WORKING DATA:
++++++
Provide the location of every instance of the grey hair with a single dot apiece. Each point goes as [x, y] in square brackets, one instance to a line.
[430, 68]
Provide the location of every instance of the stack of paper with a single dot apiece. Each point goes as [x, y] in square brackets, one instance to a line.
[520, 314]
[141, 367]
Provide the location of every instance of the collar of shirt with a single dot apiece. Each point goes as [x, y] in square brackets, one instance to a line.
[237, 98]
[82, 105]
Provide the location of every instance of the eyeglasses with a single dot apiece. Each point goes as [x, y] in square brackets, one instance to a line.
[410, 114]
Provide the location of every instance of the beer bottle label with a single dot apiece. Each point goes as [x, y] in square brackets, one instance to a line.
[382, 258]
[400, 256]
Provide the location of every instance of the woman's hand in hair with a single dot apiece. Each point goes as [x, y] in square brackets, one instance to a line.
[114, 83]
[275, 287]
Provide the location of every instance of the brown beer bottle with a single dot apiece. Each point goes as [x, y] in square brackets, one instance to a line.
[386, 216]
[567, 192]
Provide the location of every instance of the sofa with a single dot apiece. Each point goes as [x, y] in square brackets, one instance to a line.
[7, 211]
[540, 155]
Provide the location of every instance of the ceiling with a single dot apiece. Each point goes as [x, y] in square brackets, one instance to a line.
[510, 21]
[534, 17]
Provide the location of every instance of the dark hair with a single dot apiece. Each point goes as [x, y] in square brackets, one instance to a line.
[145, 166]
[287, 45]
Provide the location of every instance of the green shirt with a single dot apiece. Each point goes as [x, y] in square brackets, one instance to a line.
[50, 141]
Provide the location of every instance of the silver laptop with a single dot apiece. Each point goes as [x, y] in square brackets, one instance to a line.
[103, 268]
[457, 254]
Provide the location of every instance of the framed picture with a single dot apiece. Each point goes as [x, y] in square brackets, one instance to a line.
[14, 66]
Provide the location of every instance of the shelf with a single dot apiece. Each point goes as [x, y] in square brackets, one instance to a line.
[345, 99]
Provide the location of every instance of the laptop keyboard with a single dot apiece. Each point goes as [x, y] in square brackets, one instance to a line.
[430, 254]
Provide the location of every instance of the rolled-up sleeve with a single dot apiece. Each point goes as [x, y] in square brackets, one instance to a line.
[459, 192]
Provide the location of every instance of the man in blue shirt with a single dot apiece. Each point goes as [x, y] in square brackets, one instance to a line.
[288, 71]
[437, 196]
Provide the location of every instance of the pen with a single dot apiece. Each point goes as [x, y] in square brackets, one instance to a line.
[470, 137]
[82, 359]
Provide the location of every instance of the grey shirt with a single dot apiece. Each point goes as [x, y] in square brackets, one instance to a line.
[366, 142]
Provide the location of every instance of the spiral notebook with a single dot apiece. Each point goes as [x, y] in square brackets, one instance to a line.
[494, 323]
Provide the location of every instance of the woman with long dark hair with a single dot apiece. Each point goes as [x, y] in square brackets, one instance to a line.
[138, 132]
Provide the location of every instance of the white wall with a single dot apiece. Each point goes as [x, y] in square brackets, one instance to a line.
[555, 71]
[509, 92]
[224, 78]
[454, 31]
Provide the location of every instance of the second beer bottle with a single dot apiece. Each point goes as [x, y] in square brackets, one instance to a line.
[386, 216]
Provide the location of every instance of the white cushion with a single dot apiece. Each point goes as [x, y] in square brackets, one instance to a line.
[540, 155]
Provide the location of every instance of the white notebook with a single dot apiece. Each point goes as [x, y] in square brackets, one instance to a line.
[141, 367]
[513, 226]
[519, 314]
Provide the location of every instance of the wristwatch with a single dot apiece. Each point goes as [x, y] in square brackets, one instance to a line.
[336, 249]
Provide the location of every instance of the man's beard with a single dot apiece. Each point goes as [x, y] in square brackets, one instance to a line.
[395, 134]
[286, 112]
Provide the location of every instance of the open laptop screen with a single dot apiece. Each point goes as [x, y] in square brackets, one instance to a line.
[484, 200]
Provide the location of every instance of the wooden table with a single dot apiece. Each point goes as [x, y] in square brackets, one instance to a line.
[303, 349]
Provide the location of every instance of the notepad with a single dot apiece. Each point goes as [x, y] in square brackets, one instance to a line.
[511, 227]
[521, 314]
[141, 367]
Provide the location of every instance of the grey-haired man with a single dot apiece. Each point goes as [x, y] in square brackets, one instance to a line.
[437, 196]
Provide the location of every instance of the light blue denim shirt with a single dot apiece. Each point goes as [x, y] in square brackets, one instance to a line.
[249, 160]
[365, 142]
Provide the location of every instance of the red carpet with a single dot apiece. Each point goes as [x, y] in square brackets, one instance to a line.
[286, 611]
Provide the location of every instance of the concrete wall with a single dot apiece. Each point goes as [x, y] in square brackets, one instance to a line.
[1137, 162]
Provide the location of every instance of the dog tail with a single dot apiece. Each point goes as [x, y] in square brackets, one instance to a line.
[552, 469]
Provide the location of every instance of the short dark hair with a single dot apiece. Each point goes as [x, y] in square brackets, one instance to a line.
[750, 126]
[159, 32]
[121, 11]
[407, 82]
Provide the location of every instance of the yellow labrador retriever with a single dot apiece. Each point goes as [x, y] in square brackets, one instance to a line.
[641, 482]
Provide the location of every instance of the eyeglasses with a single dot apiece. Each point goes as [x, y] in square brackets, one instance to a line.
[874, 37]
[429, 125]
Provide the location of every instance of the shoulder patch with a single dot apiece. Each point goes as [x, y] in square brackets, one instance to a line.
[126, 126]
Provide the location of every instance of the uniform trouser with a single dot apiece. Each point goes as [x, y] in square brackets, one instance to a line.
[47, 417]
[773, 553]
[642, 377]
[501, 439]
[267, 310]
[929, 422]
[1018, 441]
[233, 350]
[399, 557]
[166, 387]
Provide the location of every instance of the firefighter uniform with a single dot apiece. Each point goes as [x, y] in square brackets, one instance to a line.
++++++
WHAT IS EXPECTED: Write every line of the material out again exactly.

EXERCISE RESPONSE:
Provide the location of every instance of the grey hair with a single dot apiece. Each point goes as [x, y] in square brackets, one instance to a line.
[430, 68]
Provide the location of every instance of the stack of paper with a single dot apiece. Each point goes as [x, y] in square brackets, one instance to a line.
[520, 314]
[141, 367]
Provide the location of every instance of the collar of shirt with a single dot apiece. Each point goes as [x, y] in square brackets, one instance to a line.
[237, 98]
[82, 105]
Provide the location of every instance of the eyeglasses with a single dot apiece. Each point goes as [x, y] in square brackets, one instance to a line.
[410, 114]
Provide the location of every instance of the beer bottle label with a single dot apiece. Each point goes as [x, y] in square brackets, one instance to a line.
[382, 258]
[400, 256]
Provide the location of every instance of the woman's hand in hair with a single dot apiece. Each point goes as [x, y] in square brackets, one instance to a line.
[114, 83]
[275, 287]
Provide the location of every instance of the brown beer bottle with a single dot apiece. Each point goes as [x, y] in square brackets, one instance to a line.
[386, 216]
[567, 192]
Provide the location of every instance of the sofa with a single dot apiece. Each point goes as [x, y] in square brackets, one instance to a line.
[7, 211]
[540, 155]
Provide the location of every instance of the ceiling with a single dot apiece. Each point goes as [x, y] in square brackets, one instance to a line.
[510, 21]
[534, 17]
Provide the location of every instance of the dark hair with a single dot apiece. Each point goes as [x, y] in square brackets, one instance to a line.
[145, 166]
[287, 45]
Provide the location of every instance of the green shirt with a single dot apiece. Each point goes as [x, y] in square brackets, one instance to a line.
[50, 141]
Provide the location of every instance of the silver laptop with a single dot apiece. Each point goes as [x, y] in square brackets, one instance to a line.
[103, 268]
[457, 254]
Provide the location of every instance of the framed picture with a single dot apiece. Each point goes as [x, y] in square brackets, one instance to a line.
[14, 66]
Provide the location of every instance of the shelf with a single dot apiece. Each point goes as [x, y] in square brackets, one instance to a line.
[345, 99]
Provide the location of every instance of the laptop keyboard with a single dot apiece. Each point goes as [x, y] in square brackets, one instance to a line.
[430, 254]
Provide the location of every instance of the rolled-up sleeve with a single dot apiece. Each point goes as [x, y] in square brackets, one instance to a line.
[459, 192]
Provide the location of every instance of the man in blue shirt with a single dot apiece. Each point goes as [x, y] in square brackets, one instance to a line.
[288, 71]
[437, 196]
Provide the location of every instance of the pen with a single dot apiece. Each point goes as [x, y] in square brackets, one instance to a line.
[470, 137]
[82, 359]
Provide the location of every instance of the grey shirt with a single dot apiece. Each point goes as [x, y] in square brackets, one instance to a line.
[366, 142]
Provide the location of every instance of the spiral notebook with a single dot apiece. Each point goes as [x, y] in square brackets, one instance to a line.
[494, 323]
Provide the location of every instance of the woman with long dark hair with a single dot apiece. Each point goes as [x, y] in square brackets, one instance to a line.
[138, 132]
Provide the location of every instance of the white wall with a single dot apiece. Each point goes as [x, y] in square brackets, one instance to a line.
[555, 71]
[509, 92]
[224, 78]
[454, 31]
Provide the location of every instance of the second beer bottle with a single dot apiece. Each point goes as [x, y] in square brackets, one instance to a line.
[386, 216]
Provide the location of every instance of the white cushion with a single dot apiece. Each point goes as [x, y] in square brackets, one instance to a line.
[540, 155]
Provide the location of every instance of the white notebook with a single dot apiece. Each point goes as [x, y] in square brackets, one instance to a line.
[141, 367]
[513, 226]
[519, 314]
Provide the location of every instance of the wristwatch with a single dot apiece. Each point goes as [x, y] in square brackets, one instance to a line.
[336, 249]
Provide the location of every instance of the man's beard with a single dot apiece. Each point goes as [x, y] in square brackets, one instance to a line.
[395, 134]
[286, 112]
Provide the location of every instance of the open laptop screen with a single dot apiece. Each point goes as [x, y] in square brackets, one instance to a line.
[484, 200]
Provide the location of every instance of the wooden table with a single dot apiece. Each point goes as [x, y] in square brackets, one instance to a line.
[303, 349]
Provide the location of every instance of the notepad with a single dot apiece. Each point goes as [x, y] in square brackets, one instance to a line.
[511, 227]
[521, 314]
[141, 367]
Provide the location of every instance of the grey-haired man with a single dot apiece. Each point goes as [x, y] in square brackets, one instance to a line.
[437, 196]
Provide the location of every instance of the light blue denim shirt with a single dot apiece. Each point goes as [x, y] in square brackets, one instance to a line.
[249, 160]
[365, 142]
Provide the location of every instance of the red carpet with a single dot apiece. Each point goes as [x, y] in square brackets, one instance to a line.
[286, 611]
Provide the location of every instance of the concrete wall with a single dot apiece. Each point goes as [x, y] in square brackets, one instance to a line.
[1137, 162]
Provide the location of every instance of the dog tail with a single dot apiece. Each point goes as [x, y] in square brackets, one instance to a line.
[552, 469]
Provide the location of every instance of the short dark hair with a single dot apiece. Each point goes as [x, y] in square brackets, one instance to a line.
[750, 126]
[159, 32]
[121, 11]
[407, 82]
Provide the location of every instance of the yellow labrador retriever with a single dot apiece. Each point goes as [x, y] in square brackets, one instance to a line.
[641, 482]
Provide the location of every instance of the eyeglasses with a single dot apiece. Each point goes as [x, y] in square brackets, one instance to a line.
[874, 37]
[429, 125]
Provide the location of every instance of the shoulder patch with a single dot apiece. Each point goes as [x, y] in square brackets, one instance to a line.
[126, 126]
Provide the location of every instance of the uniform trouser with a single dot apiece. Each point goes as [x, y] in square brackets, one instance to a line.
[47, 417]
[773, 553]
[642, 377]
[501, 439]
[267, 310]
[929, 422]
[1018, 441]
[233, 350]
[399, 557]
[166, 387]
Provide the location of every instance of the firefighter uniform with a single dot apiece. Each point goes as [x, y] in square brackets, one instance to a line.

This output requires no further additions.